◆ **Things to do**:
1) Answer these questions using the sexual-health text, giving each answer on its own line with the matching letter.
(a) What did the two of them use when they had sex?
(b) What word did she use to describe herself about sexual health when she apologized?
(c) What condition did the writer's previous girlfriend disclose right away?
2) Repeat word for word the part of the sexual-health text that begins at the words "She also asked" and ends after the words "so I thought.".

◆ **Exercise text**:
___
She also asked me, a few days before having sex, whether I was having sex with someone else at the moment, which I replied that I am not. She told me the same and that she has been tested for STIs recently so it was all ready to go. I know, a bit too pragmatic for me, but I understood her valid concerns. Also, we had sex using condoms so there was no big deal about it, so I thought.

 

After we had sex and while still laying on her bed, she started asking more questions about my sexual history. I felt a bit umcofortable to be honest. She asked about whether I had unprotected casual sex before and I said I had only with previous girlfriends but not casually. Then she asked if I had slept with multiple people at once (???) and I said I didn't. She kept asking questions she had asked before, and I told her it seemed like she was trying to tell/ask something but wouldnt' say it. I think she was trying to gauge how promiscuous I was/am. At some point, we talked about Herpes, etc. I said I never had any symptoms and since they can't test for it, there was no way to be certain but I felt confident that I don't have it. She then apologised for asking so many questions but said she was a bit 'paranoid' about sexual health and that some people don't care too much about it as much as she does.

 

The thing is, with my previous girlfriend, she told me straight away she had herpes but was taking medication and was not having any symptoms while we were together. At some point, after a few months, we ended up having sex a few times without a condom. It felt like a normal thing to do given herpes is quite prevalent and the risk of contamination is much lower when there are no symptoms and under medication. It was a calculated risk, given it was my partner and I felt ok with it given the fact she was very honest and transparent about it.
___
◆ **Provided information**:
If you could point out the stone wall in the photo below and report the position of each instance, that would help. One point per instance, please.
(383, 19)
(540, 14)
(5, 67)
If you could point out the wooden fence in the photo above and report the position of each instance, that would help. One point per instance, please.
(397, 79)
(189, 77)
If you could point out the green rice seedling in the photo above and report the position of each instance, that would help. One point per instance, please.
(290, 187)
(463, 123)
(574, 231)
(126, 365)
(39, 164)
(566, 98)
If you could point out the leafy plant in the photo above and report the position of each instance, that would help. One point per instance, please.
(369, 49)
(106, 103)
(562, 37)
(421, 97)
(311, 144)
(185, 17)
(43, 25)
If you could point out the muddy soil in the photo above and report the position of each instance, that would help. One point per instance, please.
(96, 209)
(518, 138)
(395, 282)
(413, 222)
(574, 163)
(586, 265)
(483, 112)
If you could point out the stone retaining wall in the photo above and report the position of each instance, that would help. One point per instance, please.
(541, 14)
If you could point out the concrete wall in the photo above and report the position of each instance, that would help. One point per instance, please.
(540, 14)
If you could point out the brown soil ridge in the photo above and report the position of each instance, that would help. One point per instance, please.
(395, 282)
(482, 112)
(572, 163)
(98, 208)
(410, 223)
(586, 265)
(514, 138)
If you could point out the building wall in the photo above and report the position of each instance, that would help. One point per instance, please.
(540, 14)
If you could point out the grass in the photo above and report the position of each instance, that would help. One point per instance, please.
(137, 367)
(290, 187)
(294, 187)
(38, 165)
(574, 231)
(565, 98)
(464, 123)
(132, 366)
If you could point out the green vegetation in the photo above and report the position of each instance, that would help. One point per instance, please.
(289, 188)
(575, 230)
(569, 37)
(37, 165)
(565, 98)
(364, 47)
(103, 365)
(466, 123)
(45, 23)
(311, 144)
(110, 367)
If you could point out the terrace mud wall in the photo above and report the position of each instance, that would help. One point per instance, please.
___
◆ **Task-by-task answers**:
1)
(a) Condoms.
(b) Paranoid.
(c) Herpes.

2)
She also asked me, a few days before having sex, whether I was having sex with someone else at the moment, which I replied that I am not. She told me the same and that she has been tested for STIs recently so it was all ready to go. I know, a bit too pragmatic for me, but I understood her valid concerns. Also, we had sex using condoms so there was no big deal about it, so I thought.